Stored data entries:
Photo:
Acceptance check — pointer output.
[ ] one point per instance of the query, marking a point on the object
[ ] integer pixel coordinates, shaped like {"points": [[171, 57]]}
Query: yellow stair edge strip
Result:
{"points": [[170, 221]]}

• EXERCISE
Find "[ ] one point" in the records. Copy its line and every line after it, exactly, through the last one.

• ANSWER BOX
[ ] one point per instance of the query, marking a point on the object
[ ] integer pixel coordinates, shaped like {"points": [[171, 57]]}
Query: yellow stair edge strip
Result:
{"points": [[170, 221]]}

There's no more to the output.